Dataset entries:

###

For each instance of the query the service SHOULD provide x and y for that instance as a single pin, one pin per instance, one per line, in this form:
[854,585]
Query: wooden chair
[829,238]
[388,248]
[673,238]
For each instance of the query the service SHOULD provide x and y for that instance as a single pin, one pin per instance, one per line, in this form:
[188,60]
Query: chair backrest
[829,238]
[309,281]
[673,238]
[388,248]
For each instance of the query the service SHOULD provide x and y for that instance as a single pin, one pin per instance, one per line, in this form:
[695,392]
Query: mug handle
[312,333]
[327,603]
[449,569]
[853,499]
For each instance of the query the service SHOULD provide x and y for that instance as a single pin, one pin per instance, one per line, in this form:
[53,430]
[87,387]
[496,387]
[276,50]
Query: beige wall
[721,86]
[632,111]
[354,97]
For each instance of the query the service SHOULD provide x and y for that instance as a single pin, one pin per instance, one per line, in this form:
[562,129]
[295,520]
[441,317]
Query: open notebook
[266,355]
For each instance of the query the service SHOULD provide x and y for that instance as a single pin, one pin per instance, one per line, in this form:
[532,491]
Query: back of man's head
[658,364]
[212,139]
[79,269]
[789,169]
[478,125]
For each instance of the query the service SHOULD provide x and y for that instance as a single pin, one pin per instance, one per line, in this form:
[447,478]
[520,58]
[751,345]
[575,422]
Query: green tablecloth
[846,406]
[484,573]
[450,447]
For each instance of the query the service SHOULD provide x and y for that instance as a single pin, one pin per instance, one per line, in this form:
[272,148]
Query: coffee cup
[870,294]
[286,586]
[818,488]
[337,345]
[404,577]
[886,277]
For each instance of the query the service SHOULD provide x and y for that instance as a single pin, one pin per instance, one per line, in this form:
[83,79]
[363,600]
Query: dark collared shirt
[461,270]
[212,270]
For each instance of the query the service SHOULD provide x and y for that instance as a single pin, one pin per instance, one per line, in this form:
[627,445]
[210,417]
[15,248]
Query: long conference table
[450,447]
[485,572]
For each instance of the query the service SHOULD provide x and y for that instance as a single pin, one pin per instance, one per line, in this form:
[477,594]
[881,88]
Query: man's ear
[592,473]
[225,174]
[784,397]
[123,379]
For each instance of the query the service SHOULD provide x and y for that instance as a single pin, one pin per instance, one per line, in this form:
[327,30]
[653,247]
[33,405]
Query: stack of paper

###

## What you should do
Retype the entries exactly; leave nothing out.

## Your solution
For each instance of the query the service SHOULD provide x and y for that instance as a single pin, one pin per instance, one per line, in this form:
[854,585]
Query: wooden chair
[829,238]
[388,248]
[673,238]
For each instance of the query the service SHOULD provide x and y for that instance as a single pin, one pin per instance, one per line, in this form:
[188,60]
Query: chair backrest
[829,238]
[309,281]
[673,238]
[388,248]
For each instance of the query the service SHOULD provide x and y for that instance as a single pin, one pin per instance, one per line, in this form:
[695,392]
Query: mug handle
[312,333]
[327,603]
[449,569]
[853,499]
For each instance of the query the service SHOULD provide x and y for that instance as a single pin, one pin per instance, one per line, in this form:
[53,430]
[87,387]
[496,387]
[276,50]
Query: beige wall
[721,86]
[632,111]
[354,97]
For each instance of the query the service SHOULD provide x and y for that instance as a single pin, one pin per instance, one per line, in this form:
[562,129]
[295,520]
[441,317]
Query: open notebook
[266,355]
For each instance of the query the service SHOULD provide x and y for that instance as a single pin, one pin per instance, one per line, in this form:
[532,491]
Query: back of man's head
[658,364]
[212,139]
[79,269]
[789,169]
[478,125]
For each instance of the query the service SHOULD provide x and y for that instance as a single pin, one pin per instance, one per line, in this form:
[447,478]
[520,58]
[751,345]
[575,422]
Query: green tablecloth
[846,406]
[484,573]
[450,447]
For each instance of the query the service SHOULD provide x and y for that instance as a single pin, one pin per instance, one per line, in this form:
[272,148]
Query: coffee cup
[870,294]
[286,586]
[818,488]
[337,345]
[404,577]
[886,277]
For each instance of the query the service SHOULD provide x and y for that instance as a single pin, one pin per instance, one per line, in this form:
[83,79]
[363,600]
Query: dark collared shirt
[461,270]
[212,270]
For each instance of the query the service SHOULD provide x and y for that instance as a single pin, one pin per instance, one per line, in this form:
[627,445]
[210,417]
[15,248]
Query: long conference table
[450,447]
[485,572]
For each instance of the query the service SHOULD provide x and y for that instance as a single pin, one pin per instance, one per line, in this form:
[477,594]
[881,88]
Query: man's ear
[592,473]
[225,174]
[784,397]
[123,379]
For each instance of the query the service SHOULD provide x and y for that instance as a single pin, one pin per instance, one per line, in this form:
[327,30]
[653,247]
[33,405]
Query: stack of paper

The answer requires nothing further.